### Work instruction 1
Translate this sentence from the Slurm ticket into Spanish: "Requested node configuration is not available with --ntasks-per-node and --gres"
### Work instruction 2
Carry on writing the Slurm ticket from the point where it stops.

### Document excerpt
- Opening Delimiter -

Ticket 1092

Summary: Requested node configuration is not available with --ntasks-per-node and --gres
Product: Slurm Reporter: Kilian Cavalotti <kilian>
Component: SchedulingAssignee: Moe Jette <jette>
Status: RESOLVED FIXED QA Contact:
Severity: 4 - Minor Issue    
Priority: --- CC: da
Version: 14.03.7   
Hardware: Linux   
OS: Linux   
Site: Stanford Slinky Site: ---
Alineos Sites: --- Atos/Eviden Sites: ---
Confidential Site: --- Coreweave sites: ---
Cray Sites: --- DS9 clusters: ---
Google sites: --- HPCnow Sites: ---
HPE Sites: --- IBM Sites: ---
NOAA SIte: --- NoveTech Sites: ---
Nvidia HWinf-CS Sites: --- OCF Sites: ---
Recursion Pharma Sites: --- SFW Sites: ---
SNIC sites: --- Tzag Elita Sites: ---
Linux Distro: --- Machine Name:
CLE Version: Version Fixed: 14.03.8, 14.11.0-pre5
Target Release: --- DevPrio: ---
Emory-Cloud Sites: ---
Attachments: make gres.conf CPUs advisory

Description Kilian Cavalotti 2014-09-09 07:11:41 MDT
Hi,

I have a weird issue when submitting jobs with --gres and --ntasks-per-node, but I'm not sur eif that's a configuration issue or something I'm missing.

- Closing Delimiter -

(Stored items from a collection)
- Opening Delimiter -

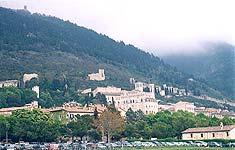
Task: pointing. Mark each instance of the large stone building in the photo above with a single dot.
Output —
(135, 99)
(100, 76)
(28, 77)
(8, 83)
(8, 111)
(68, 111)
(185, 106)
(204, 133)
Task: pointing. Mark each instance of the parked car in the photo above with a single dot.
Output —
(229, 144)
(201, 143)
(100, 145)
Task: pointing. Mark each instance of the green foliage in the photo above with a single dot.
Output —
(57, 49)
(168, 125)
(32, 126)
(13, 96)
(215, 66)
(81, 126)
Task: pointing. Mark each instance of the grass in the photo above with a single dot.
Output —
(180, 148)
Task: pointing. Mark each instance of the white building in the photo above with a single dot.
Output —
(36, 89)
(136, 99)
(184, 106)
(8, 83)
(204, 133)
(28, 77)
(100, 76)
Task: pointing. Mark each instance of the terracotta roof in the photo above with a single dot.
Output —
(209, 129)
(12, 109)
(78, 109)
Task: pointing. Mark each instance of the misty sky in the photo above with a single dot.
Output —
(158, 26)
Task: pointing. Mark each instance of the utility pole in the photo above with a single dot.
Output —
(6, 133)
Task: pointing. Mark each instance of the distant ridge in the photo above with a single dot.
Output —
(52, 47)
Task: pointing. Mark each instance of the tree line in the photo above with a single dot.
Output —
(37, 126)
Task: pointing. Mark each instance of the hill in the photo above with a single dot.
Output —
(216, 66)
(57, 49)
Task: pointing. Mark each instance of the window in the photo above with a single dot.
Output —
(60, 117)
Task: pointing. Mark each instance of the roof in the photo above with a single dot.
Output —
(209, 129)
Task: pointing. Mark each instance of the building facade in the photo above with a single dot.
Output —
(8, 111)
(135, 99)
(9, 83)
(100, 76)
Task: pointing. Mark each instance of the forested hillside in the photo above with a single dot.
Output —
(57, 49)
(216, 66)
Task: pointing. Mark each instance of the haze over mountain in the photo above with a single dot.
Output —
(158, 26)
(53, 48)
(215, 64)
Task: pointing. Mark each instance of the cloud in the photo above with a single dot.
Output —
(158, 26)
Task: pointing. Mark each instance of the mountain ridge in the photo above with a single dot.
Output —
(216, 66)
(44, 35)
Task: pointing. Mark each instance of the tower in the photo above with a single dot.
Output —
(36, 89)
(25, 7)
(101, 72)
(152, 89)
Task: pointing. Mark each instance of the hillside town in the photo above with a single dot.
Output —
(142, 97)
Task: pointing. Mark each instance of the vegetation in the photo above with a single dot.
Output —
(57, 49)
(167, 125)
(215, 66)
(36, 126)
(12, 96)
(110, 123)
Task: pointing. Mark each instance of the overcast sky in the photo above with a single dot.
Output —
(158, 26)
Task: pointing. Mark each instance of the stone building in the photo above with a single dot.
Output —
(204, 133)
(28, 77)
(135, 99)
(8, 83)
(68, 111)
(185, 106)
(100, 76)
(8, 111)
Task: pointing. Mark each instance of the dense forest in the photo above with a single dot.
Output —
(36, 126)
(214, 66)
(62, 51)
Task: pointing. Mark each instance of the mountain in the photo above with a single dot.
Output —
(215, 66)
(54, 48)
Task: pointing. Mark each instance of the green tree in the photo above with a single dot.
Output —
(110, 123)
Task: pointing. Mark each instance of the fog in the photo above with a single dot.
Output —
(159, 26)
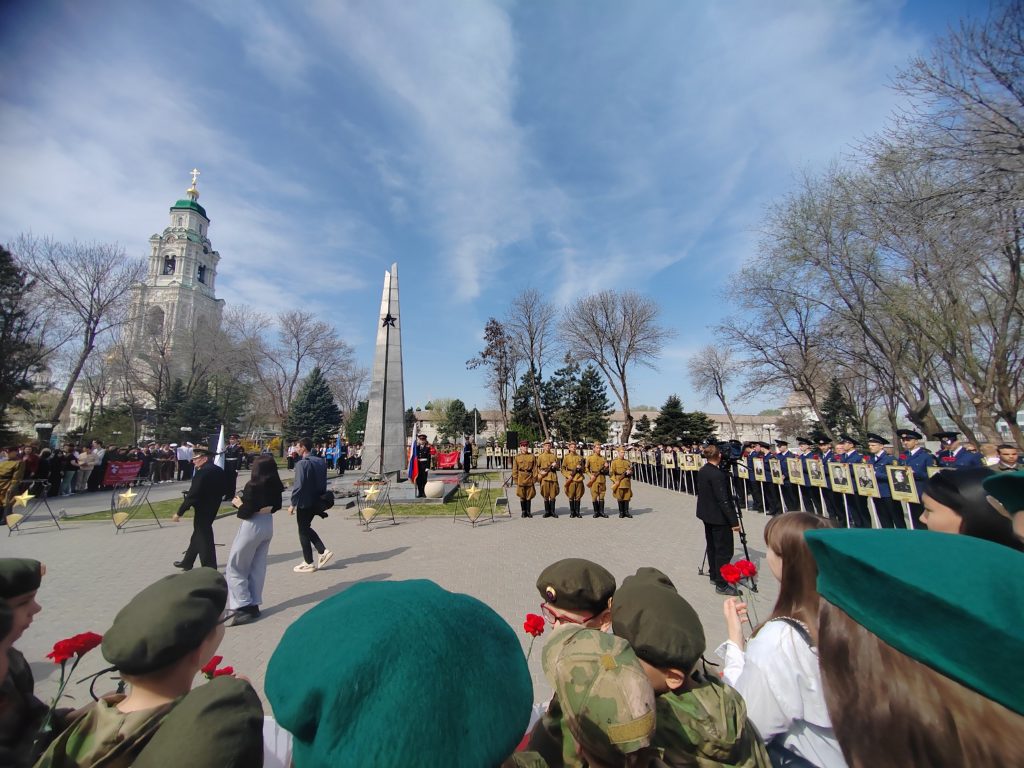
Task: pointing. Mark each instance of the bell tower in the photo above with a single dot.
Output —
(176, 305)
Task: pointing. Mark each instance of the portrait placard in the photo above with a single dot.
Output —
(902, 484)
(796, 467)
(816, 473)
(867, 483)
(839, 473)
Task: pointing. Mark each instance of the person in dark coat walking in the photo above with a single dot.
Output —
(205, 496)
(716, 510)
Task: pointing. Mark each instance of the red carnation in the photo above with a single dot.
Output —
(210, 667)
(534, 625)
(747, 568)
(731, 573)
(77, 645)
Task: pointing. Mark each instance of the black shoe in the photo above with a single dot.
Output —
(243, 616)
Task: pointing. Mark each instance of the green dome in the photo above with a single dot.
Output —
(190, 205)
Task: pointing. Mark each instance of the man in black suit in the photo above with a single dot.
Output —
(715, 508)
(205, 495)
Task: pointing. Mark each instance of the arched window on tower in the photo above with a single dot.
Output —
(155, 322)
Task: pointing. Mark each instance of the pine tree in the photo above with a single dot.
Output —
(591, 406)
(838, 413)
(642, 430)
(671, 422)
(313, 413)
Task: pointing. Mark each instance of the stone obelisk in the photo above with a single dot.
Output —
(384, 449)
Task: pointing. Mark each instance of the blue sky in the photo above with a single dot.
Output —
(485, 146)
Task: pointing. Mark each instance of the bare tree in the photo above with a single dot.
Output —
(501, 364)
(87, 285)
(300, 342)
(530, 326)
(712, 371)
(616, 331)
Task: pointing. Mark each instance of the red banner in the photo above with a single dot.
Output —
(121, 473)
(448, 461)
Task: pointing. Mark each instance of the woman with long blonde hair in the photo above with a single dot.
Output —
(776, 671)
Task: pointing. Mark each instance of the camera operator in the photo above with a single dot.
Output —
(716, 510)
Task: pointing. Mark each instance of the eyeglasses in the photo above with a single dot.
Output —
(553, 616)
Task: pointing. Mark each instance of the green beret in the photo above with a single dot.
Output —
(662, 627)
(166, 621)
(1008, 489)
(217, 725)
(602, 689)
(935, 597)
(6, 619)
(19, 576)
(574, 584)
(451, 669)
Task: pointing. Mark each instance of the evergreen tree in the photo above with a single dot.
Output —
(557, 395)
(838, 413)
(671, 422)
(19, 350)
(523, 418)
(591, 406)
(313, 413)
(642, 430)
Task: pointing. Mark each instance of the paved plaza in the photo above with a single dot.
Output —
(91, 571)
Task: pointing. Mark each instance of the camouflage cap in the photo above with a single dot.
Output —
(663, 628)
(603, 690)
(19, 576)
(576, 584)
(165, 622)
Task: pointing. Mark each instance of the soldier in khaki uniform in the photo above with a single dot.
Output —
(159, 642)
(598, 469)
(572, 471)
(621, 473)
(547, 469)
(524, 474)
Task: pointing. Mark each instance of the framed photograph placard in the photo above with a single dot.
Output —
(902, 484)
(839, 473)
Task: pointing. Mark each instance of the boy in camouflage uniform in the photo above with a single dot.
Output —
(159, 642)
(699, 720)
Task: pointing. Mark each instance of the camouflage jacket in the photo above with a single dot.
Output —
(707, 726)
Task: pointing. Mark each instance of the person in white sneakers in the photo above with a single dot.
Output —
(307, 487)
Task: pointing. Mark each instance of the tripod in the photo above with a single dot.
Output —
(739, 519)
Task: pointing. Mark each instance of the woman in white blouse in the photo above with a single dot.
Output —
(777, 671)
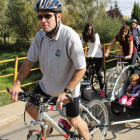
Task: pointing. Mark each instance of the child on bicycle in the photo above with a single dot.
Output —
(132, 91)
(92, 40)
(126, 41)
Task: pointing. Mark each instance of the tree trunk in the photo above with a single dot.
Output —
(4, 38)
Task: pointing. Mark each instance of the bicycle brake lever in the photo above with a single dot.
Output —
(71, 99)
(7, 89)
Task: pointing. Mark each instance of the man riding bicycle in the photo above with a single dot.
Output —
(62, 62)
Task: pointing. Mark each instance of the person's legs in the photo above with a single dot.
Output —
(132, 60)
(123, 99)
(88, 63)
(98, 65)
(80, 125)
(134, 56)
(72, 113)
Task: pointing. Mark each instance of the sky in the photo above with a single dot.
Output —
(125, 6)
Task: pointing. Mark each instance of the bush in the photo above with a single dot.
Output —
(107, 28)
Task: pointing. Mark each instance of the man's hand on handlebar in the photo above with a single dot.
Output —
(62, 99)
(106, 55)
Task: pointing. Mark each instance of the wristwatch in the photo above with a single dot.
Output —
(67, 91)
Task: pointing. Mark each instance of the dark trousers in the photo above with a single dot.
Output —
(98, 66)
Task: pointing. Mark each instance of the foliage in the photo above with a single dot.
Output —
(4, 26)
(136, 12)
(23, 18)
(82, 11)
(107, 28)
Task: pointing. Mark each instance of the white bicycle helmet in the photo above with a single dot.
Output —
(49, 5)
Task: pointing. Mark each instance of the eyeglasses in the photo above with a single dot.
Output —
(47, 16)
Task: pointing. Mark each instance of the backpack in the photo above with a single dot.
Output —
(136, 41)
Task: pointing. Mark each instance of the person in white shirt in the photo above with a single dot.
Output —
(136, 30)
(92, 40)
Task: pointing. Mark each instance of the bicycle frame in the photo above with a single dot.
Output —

- Closing Delimiter -

### Task response 1
La configuración de nodo solicitada no está disponible con --ntasks-per-node y --gres

### Task response 2
I have GPU nodes, with the following configuration:

$ scontrol show partition gpu
PartitionName=gpu
   AllowGroups=ALL AllowAccounts=ALL AllowQos=gpu,system
   AllocNodes=ALL Default=NO
   DefaultTime=02:00:00 DisableRootJobs=NO GraceTime=0 Hidden=NO
   MaxNodes=UNLIMITED MaxTime=2-00:00:00 MinNodes=1 LLN=NO MaxCPUsPerNode=UNLIMITED
   Nodes=gpu-9-[1-5]
   Priority=1 RootOnly=NO ReqResv=NO Shared=NO PreemptMode=REQUEUE
   State=UP TotalCPUs=80 TotalNodes=5 SelectTypeParameters=N/A
   DefMemPerCPU=16000 MaxMemPerCPU=16384

$ scontrol show node gpu-9-1
NodeName=gpu-9-1 Arch=x86_64 CoresPerSocket=8
   CPUAlloc=0 CPUErr=0 CPUTot=16 CPULoad=N/A Features=k20x
   Gres=gpu:8
   NodeAddr=gpu-9-1 NodeHostName=gpu-9-1 Version=(null)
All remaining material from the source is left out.